- TASK OBJECTIVE
Could you repeat, word for word, every line from the one containing "Target: box truck" through the final line of the records below, and nothing else?
— start —
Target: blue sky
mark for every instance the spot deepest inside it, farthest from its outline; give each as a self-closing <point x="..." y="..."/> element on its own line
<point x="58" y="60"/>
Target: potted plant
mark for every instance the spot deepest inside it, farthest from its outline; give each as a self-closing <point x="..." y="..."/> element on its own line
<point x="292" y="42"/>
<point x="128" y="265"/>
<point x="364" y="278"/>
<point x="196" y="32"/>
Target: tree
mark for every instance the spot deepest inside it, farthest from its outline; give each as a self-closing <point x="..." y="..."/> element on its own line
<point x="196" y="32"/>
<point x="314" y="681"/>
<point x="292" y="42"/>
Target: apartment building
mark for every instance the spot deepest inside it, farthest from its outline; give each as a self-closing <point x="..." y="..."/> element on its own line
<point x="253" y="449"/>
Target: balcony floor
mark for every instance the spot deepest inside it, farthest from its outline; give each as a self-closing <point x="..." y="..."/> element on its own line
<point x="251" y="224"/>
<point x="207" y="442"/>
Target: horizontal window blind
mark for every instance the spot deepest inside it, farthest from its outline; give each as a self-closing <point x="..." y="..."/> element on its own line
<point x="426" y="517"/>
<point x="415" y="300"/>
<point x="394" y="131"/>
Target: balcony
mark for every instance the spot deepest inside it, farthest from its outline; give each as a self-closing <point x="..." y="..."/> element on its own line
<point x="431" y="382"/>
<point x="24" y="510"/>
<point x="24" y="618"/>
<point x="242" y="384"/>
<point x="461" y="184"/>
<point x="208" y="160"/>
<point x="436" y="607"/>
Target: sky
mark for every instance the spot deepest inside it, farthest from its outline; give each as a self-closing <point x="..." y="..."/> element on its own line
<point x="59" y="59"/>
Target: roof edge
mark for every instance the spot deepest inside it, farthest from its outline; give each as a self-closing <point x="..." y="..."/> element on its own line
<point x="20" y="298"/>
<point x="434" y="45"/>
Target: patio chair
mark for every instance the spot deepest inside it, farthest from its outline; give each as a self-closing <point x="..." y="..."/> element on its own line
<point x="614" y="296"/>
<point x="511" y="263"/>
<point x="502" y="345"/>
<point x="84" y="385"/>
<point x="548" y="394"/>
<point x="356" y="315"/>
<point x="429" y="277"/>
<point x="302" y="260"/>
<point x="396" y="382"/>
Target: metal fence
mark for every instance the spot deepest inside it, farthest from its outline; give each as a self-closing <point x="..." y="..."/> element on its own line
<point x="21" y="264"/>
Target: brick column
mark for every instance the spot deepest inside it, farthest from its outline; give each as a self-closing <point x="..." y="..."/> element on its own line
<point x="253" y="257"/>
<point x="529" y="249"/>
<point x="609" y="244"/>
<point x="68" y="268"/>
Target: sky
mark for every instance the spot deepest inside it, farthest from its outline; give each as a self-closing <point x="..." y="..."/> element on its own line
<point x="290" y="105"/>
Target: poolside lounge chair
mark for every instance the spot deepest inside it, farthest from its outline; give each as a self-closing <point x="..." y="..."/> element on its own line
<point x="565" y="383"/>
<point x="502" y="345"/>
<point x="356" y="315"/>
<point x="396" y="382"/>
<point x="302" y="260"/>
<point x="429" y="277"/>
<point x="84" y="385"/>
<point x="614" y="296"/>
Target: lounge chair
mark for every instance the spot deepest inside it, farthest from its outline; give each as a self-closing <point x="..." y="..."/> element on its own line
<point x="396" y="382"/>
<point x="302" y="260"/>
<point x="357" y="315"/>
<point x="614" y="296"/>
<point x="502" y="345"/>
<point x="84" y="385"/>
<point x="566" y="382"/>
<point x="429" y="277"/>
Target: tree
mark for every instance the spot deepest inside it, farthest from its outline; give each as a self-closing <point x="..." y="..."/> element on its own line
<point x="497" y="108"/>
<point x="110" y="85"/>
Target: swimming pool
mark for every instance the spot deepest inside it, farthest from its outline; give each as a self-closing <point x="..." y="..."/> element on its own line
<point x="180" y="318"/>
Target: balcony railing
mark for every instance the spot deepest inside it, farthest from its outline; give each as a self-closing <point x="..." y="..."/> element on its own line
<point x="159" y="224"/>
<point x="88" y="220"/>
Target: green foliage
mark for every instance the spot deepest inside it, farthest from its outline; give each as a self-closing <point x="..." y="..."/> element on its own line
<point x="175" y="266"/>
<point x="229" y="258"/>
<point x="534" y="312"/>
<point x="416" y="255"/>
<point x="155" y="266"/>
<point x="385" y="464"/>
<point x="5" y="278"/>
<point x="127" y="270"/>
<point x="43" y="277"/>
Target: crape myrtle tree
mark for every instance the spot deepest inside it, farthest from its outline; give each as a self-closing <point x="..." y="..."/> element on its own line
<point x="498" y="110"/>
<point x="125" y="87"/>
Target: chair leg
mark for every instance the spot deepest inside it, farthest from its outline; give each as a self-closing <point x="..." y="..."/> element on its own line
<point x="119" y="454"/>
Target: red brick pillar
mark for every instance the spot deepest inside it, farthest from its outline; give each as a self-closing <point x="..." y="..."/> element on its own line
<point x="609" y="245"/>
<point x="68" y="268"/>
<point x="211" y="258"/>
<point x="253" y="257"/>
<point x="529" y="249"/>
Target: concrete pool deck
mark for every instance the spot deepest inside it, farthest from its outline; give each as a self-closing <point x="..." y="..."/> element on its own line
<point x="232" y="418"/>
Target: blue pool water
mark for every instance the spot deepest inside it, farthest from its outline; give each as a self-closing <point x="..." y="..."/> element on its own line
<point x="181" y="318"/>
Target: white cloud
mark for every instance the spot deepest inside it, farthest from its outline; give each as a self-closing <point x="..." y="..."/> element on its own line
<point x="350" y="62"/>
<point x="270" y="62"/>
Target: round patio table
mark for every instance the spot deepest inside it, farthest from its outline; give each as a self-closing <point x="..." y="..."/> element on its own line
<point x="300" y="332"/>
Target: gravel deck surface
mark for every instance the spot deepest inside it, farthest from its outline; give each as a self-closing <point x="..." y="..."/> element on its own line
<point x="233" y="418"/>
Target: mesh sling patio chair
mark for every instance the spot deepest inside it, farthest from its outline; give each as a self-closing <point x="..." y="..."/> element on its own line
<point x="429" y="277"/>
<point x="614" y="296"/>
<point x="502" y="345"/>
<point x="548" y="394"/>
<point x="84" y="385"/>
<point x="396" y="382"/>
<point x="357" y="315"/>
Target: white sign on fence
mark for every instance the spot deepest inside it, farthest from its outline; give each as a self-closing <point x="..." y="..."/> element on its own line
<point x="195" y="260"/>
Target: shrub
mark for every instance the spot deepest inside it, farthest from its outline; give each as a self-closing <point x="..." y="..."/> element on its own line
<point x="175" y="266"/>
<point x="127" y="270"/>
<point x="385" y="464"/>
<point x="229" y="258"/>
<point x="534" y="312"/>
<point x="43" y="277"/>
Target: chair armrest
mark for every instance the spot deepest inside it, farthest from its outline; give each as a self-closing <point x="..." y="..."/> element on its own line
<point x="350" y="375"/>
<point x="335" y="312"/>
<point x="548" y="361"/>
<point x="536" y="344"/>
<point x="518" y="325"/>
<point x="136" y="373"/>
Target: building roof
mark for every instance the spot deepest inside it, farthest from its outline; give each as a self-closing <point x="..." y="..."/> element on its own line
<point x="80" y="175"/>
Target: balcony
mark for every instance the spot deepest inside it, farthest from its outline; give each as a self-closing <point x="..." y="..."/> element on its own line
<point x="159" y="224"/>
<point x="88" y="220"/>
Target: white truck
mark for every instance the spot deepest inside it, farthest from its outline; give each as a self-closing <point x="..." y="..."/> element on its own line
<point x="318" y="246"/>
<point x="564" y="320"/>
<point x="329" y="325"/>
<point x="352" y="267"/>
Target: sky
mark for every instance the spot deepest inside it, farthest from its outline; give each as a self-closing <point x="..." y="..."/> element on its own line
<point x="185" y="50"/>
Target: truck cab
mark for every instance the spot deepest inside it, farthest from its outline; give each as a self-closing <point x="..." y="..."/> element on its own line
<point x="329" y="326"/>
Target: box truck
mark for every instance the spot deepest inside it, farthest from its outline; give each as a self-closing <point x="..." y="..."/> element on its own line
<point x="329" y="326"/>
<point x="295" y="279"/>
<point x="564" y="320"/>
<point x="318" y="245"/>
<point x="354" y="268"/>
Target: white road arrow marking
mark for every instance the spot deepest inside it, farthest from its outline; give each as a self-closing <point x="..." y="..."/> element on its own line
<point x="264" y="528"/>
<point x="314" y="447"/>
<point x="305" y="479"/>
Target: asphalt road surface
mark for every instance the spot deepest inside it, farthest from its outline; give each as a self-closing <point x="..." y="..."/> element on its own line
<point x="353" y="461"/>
— end —
- TASK RESULT
Target: box truck
mark for every instance the spot deepest inside it, farthest from its outline; give each as a self-closing <point x="..." y="..."/> element on its own line
<point x="329" y="326"/>
<point x="295" y="279"/>
<point x="564" y="320"/>
<point x="318" y="245"/>
<point x="354" y="268"/>
Target: white road arrow marking
mark for every instance the spot deepest inside it, farthest from its outline; give each as a self-closing <point x="..." y="..."/> element on its own line
<point x="264" y="528"/>
<point x="314" y="447"/>
<point x="305" y="479"/>
Target: asphalt road surface
mark for every instance the spot deepest inside it, farthest from its outline; give each as a self-closing <point x="..." y="..."/> element on its own line
<point x="353" y="461"/>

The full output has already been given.